Select the lines of the records containing the word "place" and list them.

Referring expression data:
- - -
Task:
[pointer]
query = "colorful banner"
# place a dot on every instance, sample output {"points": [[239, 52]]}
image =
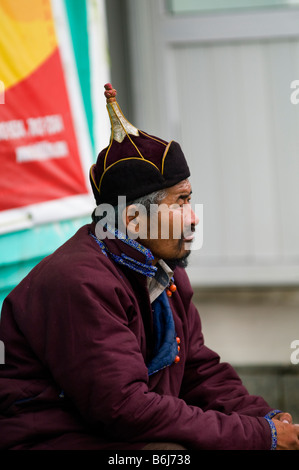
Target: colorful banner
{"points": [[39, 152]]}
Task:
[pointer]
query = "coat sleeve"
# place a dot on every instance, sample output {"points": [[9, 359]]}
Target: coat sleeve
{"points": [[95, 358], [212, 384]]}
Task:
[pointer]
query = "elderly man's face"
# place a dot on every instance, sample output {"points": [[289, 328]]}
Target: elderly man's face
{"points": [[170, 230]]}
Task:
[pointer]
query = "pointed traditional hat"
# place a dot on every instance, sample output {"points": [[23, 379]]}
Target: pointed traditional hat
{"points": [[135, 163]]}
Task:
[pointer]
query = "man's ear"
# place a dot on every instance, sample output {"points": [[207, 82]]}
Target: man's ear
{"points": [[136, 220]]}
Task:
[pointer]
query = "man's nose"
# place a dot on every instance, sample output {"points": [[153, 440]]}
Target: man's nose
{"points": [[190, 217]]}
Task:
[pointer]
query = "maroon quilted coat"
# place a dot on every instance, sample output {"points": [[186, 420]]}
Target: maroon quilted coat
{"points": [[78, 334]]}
- - -
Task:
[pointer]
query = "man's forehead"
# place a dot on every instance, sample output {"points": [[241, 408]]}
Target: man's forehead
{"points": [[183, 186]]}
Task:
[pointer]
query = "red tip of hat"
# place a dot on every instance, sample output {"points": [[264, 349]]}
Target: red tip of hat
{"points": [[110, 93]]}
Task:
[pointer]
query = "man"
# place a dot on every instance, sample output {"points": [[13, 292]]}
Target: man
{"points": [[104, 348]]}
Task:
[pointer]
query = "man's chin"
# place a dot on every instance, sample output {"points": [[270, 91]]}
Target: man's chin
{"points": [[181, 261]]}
- - -
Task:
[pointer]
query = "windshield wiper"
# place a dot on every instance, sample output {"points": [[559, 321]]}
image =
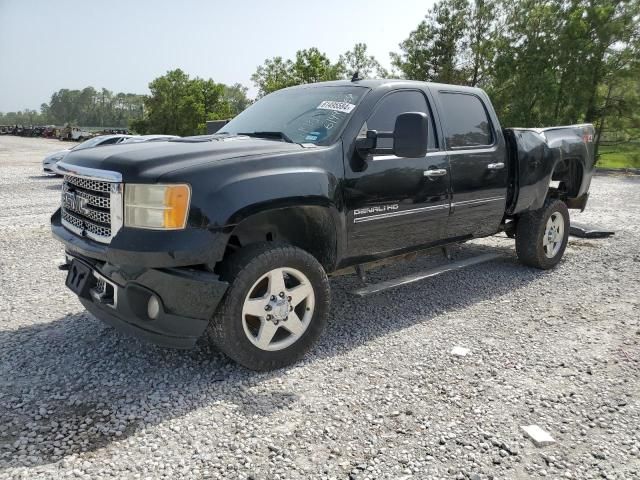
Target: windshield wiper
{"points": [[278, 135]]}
- - -
- Response to the exercise
# place a dot on every instance, sample output {"points": [[239, 52]]}
# place a dot on every instance, sample output {"points": [[9, 359]]}
# place a dot on every instance, sample output {"points": [[289, 328]]}
# place a dot on every instance, sample output {"points": [[23, 379]]}
# place a dot on every instance, sample output {"points": [[207, 82]]}
# place a dot on every instance, sample output {"points": [[153, 440]]}
# place a dot on every instance, sample output {"points": [[186, 420]]}
# place a dot on every instance, sample output {"points": [[241, 408]]}
# place a dot on every instance, sample output {"points": [[264, 349]]}
# place a dot on every instance, sample output {"points": [[13, 292]]}
# place a dot on every instance, sample output {"points": [[270, 91]]}
# place a dot on every instance, sample output {"points": [[559, 321]]}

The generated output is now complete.